### INSTRUCTIONS TO FOLLOW
Rewrite the listing below from the line containing "muzzle, one line per instance." down to the end of the listing, changing "one line per instance" to "one line for each instance" and keeping everything else the same.
+ + + +
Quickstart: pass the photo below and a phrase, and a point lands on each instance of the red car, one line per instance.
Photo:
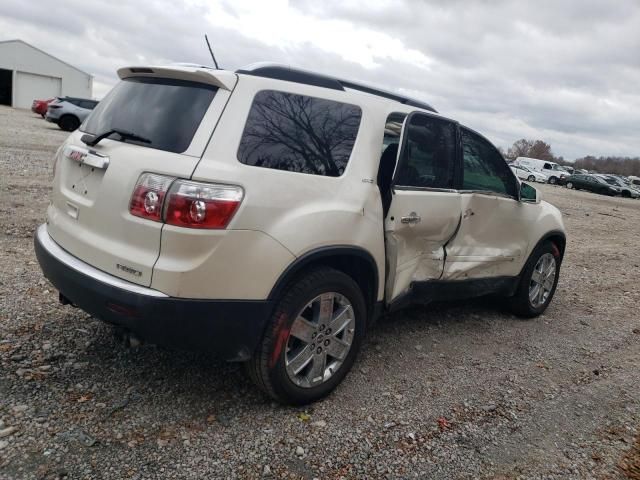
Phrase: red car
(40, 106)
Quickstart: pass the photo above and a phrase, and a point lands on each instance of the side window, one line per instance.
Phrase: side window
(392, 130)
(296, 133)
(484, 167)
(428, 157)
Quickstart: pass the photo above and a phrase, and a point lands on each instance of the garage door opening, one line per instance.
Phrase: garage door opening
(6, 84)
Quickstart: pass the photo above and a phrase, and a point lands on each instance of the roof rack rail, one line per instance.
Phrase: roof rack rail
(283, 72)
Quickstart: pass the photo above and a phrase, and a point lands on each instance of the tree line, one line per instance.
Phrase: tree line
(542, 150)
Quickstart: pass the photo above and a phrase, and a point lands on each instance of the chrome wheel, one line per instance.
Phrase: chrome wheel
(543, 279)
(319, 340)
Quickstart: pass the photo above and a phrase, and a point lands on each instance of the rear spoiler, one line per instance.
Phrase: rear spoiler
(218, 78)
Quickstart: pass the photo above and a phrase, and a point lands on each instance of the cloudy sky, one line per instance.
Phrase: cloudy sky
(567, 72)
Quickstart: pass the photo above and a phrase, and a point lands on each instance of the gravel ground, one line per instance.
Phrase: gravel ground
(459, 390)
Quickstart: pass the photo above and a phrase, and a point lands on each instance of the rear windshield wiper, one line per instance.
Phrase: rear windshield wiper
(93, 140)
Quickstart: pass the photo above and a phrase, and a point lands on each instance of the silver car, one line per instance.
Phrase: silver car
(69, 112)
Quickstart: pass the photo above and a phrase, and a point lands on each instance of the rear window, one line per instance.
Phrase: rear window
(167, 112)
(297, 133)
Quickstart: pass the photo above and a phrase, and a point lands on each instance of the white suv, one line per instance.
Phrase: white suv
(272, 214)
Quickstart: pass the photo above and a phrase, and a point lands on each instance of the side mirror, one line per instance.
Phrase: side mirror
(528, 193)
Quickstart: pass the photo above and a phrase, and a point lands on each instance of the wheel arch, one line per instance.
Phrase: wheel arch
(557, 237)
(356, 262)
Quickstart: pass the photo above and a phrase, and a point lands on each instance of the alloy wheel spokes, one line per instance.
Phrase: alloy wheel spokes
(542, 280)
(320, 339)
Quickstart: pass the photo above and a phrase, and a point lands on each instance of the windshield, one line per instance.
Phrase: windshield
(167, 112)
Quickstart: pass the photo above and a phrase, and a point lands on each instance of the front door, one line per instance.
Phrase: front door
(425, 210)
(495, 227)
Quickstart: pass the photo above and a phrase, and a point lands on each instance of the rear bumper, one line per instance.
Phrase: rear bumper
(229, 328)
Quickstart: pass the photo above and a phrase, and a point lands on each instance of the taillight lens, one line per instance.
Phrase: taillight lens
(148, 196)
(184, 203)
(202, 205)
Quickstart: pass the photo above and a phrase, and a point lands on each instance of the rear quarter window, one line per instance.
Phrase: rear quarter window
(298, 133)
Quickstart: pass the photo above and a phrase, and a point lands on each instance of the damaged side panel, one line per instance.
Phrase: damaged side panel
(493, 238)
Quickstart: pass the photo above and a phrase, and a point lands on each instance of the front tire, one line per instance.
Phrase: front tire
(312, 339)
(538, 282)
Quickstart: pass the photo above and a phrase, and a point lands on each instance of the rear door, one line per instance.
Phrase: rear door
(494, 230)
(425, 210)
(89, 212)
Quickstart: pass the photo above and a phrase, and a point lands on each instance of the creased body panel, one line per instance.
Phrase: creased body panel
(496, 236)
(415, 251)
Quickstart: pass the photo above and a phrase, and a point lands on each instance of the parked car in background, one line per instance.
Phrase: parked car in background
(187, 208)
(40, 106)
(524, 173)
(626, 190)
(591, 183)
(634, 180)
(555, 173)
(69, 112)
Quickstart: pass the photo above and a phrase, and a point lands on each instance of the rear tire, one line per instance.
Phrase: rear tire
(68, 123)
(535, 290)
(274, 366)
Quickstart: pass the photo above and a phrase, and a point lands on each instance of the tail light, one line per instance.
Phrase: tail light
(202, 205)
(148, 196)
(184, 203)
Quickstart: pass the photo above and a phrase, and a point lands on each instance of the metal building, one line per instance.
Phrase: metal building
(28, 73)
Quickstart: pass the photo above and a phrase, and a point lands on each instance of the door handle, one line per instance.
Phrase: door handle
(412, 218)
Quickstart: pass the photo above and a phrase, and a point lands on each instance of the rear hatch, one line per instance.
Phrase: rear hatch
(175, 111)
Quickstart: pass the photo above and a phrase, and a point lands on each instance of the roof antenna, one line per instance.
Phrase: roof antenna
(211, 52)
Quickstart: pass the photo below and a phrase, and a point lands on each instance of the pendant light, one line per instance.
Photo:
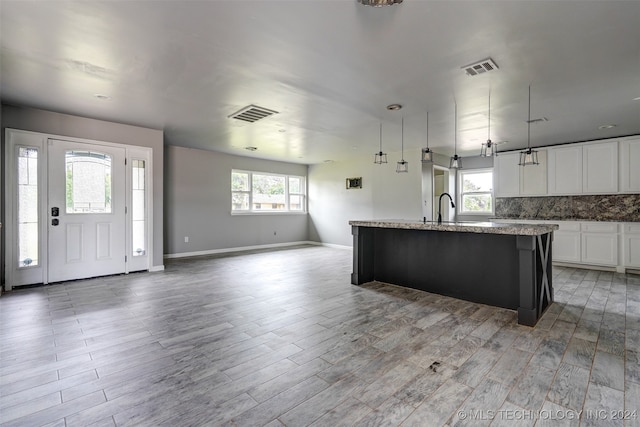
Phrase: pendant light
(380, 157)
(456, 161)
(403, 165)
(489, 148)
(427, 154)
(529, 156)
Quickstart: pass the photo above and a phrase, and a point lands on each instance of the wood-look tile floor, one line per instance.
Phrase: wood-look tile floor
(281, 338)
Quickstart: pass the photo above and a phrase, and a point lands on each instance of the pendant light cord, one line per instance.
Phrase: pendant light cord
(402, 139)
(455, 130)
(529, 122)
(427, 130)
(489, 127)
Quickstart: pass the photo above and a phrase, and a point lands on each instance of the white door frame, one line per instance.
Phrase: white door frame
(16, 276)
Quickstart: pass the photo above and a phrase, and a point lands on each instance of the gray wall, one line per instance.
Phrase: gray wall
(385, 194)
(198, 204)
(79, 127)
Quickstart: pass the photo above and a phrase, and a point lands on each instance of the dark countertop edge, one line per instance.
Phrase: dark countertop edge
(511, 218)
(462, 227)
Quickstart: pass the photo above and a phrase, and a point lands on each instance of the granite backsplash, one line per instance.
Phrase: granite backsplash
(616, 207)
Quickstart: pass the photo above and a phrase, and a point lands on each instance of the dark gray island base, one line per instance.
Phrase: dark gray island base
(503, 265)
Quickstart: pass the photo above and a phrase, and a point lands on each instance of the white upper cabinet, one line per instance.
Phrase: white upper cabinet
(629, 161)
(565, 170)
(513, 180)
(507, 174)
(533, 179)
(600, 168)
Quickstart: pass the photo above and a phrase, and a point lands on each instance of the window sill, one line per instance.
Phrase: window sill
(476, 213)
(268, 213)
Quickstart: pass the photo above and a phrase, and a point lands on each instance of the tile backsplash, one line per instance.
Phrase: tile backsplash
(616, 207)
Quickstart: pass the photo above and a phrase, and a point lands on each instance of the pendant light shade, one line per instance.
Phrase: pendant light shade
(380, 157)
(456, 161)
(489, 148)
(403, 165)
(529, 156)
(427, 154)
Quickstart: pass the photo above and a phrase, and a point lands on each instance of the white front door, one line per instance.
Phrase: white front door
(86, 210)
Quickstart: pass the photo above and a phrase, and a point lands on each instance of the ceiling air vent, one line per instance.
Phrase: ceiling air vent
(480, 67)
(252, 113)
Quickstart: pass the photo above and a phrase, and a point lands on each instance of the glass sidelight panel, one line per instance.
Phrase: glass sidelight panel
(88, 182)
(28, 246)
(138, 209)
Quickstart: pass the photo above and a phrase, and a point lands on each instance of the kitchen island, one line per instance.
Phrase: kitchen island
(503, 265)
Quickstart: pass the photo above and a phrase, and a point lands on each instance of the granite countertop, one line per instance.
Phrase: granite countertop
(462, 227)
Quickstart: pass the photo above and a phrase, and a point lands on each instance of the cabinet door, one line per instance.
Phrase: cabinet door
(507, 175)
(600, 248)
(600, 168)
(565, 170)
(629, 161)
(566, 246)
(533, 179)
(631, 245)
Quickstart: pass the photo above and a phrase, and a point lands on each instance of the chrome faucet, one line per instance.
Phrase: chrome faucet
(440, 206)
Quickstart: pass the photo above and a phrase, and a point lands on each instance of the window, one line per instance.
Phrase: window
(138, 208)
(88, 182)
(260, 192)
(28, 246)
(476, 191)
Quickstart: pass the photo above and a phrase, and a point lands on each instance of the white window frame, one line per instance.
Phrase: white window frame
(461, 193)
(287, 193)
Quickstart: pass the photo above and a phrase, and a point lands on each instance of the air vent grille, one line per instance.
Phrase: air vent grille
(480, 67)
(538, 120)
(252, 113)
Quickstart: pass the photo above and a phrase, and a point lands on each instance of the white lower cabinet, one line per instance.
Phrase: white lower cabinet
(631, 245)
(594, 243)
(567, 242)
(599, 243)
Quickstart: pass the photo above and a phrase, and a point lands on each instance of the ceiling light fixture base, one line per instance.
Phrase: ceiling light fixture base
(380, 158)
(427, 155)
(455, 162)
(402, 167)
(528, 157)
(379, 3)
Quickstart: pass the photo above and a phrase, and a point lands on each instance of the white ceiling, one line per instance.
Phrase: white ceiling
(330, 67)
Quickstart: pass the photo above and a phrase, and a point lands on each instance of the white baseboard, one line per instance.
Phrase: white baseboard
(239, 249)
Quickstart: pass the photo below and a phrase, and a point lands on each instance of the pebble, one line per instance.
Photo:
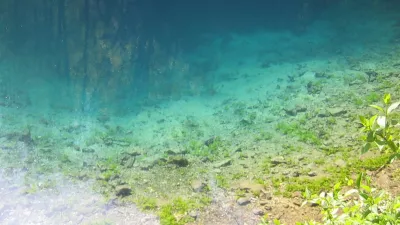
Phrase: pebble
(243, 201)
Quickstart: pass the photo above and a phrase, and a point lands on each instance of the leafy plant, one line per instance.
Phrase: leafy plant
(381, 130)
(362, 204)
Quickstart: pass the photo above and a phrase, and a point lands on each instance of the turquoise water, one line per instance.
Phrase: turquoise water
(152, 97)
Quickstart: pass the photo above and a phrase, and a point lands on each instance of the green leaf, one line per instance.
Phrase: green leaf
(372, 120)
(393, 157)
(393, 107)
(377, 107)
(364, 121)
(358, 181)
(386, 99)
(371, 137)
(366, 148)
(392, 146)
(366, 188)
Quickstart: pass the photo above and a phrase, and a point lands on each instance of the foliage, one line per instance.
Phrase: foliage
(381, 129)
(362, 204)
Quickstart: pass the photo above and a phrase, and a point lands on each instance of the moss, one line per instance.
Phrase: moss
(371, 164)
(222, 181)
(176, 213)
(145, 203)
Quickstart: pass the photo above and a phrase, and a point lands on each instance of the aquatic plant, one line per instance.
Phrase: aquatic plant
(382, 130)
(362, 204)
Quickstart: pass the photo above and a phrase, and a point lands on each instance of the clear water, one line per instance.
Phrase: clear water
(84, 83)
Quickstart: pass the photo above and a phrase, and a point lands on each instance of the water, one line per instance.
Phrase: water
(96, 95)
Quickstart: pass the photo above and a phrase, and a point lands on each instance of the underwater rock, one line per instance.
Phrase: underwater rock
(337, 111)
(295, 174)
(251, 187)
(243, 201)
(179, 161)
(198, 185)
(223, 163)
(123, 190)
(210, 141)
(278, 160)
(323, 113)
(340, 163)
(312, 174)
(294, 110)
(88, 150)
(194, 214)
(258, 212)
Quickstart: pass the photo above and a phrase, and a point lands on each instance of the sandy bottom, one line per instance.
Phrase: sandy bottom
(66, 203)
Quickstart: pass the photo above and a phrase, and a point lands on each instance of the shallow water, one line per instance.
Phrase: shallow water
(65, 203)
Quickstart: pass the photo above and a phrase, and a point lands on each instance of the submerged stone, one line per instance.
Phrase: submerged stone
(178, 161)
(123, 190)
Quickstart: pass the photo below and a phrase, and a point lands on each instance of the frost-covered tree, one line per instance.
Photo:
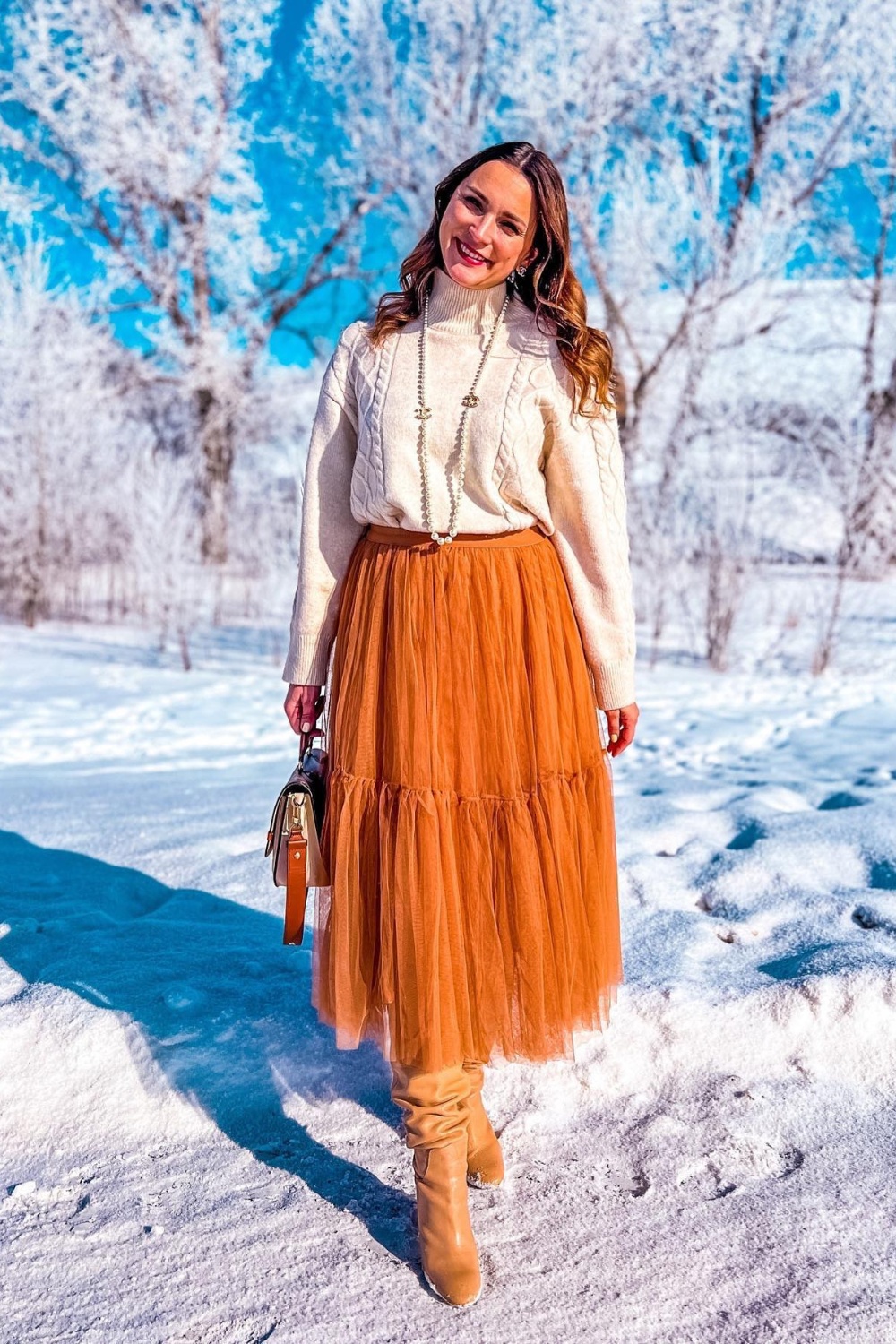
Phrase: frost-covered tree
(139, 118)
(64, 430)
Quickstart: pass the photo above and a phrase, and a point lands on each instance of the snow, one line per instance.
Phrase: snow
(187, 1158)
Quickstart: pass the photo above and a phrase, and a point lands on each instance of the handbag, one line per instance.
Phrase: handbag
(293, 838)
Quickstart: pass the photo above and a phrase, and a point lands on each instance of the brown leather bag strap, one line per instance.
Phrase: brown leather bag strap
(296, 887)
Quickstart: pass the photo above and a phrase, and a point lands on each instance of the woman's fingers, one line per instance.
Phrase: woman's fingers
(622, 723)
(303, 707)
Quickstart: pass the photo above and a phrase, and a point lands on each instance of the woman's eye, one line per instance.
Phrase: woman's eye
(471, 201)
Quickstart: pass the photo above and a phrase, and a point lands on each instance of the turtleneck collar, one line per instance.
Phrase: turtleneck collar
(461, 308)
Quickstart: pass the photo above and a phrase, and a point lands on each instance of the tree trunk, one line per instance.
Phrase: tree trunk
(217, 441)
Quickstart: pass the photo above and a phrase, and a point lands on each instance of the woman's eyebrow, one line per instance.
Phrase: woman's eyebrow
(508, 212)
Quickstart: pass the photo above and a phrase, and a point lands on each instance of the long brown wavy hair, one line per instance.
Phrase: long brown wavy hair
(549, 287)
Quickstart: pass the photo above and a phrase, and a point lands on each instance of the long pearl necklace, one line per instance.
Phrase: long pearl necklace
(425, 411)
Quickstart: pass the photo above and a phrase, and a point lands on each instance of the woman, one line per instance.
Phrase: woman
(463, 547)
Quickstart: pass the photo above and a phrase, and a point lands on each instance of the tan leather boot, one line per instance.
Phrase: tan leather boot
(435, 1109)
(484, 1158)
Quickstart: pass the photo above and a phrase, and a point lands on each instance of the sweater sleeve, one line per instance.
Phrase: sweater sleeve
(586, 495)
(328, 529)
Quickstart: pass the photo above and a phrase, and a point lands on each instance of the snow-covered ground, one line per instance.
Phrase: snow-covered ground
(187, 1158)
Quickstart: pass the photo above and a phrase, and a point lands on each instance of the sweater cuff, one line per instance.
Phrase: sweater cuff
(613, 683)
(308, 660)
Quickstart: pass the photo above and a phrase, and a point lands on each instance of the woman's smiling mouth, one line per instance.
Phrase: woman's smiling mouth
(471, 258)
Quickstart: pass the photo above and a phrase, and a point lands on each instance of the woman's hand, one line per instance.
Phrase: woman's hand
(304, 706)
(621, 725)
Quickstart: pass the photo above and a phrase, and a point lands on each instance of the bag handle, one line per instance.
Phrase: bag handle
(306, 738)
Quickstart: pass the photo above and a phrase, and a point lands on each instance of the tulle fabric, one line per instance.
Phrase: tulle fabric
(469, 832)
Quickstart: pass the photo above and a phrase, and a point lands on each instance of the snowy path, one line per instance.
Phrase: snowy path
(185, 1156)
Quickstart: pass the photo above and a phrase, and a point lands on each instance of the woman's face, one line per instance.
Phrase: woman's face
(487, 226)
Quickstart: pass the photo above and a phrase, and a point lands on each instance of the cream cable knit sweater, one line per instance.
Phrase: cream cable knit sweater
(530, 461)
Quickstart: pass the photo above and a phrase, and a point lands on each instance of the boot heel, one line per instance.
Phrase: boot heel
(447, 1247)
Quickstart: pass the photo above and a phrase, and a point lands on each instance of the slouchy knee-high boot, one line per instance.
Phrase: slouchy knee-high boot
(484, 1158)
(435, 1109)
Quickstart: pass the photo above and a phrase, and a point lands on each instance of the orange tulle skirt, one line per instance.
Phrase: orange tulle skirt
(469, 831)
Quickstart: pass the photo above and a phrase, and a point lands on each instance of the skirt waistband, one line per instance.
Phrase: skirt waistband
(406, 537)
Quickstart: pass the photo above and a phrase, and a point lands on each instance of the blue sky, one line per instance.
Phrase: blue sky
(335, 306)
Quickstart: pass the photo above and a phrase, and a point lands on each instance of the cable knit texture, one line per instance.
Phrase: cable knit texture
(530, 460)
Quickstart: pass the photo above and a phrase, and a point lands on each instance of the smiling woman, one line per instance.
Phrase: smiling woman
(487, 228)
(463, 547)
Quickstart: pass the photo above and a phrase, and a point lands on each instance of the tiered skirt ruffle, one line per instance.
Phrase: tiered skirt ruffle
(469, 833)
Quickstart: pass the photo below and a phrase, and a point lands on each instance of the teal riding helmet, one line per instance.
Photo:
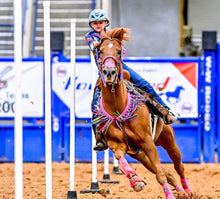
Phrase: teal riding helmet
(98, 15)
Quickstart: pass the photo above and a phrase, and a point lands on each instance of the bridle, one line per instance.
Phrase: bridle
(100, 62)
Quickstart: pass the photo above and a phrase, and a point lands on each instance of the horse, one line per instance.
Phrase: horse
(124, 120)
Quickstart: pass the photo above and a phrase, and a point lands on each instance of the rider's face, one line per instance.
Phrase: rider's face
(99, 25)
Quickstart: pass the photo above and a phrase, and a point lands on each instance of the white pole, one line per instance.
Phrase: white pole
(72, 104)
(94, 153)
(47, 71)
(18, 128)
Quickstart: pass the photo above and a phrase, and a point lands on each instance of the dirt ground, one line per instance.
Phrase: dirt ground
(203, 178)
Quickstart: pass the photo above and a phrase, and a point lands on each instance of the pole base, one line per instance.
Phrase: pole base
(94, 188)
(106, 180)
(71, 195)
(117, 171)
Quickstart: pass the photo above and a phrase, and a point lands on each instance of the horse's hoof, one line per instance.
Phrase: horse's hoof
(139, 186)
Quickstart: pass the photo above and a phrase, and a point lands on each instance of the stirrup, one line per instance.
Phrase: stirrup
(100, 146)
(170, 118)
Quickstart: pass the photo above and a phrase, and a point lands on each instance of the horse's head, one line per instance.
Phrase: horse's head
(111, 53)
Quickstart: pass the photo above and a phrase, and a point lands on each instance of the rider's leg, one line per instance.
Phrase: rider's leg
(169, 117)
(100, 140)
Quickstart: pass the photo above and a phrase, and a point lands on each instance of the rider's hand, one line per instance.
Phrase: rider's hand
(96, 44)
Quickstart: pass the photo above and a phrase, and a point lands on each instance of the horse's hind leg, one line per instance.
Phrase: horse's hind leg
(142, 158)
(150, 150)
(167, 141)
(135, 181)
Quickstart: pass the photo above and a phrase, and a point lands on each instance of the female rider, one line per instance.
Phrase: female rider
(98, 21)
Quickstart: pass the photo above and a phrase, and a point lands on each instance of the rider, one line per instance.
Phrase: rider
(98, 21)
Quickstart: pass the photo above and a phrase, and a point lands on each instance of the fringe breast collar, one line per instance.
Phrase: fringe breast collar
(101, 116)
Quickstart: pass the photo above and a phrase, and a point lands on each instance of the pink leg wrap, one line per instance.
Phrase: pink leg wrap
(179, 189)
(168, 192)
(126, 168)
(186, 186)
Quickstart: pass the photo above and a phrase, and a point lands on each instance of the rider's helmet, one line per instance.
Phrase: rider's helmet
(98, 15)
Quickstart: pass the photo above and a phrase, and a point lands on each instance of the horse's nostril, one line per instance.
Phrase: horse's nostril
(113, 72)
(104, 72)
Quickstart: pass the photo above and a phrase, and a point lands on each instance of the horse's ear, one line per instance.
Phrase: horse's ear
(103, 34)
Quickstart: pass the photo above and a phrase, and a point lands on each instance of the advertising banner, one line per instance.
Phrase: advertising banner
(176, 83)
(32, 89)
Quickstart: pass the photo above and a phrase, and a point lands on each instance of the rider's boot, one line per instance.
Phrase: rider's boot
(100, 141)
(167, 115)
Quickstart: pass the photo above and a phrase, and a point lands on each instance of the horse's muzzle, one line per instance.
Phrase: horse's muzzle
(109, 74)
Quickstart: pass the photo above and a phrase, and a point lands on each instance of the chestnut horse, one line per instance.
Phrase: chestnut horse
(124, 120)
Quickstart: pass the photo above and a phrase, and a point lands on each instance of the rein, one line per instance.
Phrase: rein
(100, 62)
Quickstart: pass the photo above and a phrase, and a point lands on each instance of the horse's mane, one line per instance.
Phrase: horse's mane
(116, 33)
+ + + +
### TASK RESPONSE
Quickstart: pass the photo above and a phrase, and a point lands on each instance of the horse's muzzle, one line for each instance.
Phrase: horse's muzzle
(109, 74)
Quickstart: pass the photo above and a phrase, and a point lands on each instance of the chestnut horse, one line for each instance.
Phrase: chestnut horse
(124, 120)
Quickstart: pass the photo above and a phrase, and a point lands on each instance of the rein, one line for each instance.
Phrase: rein
(100, 62)
Quickstart: pass the photo above and a phrase, and a point lands on each instance of the horse's mane, one line for each instance.
Phrase: horse's mane
(116, 33)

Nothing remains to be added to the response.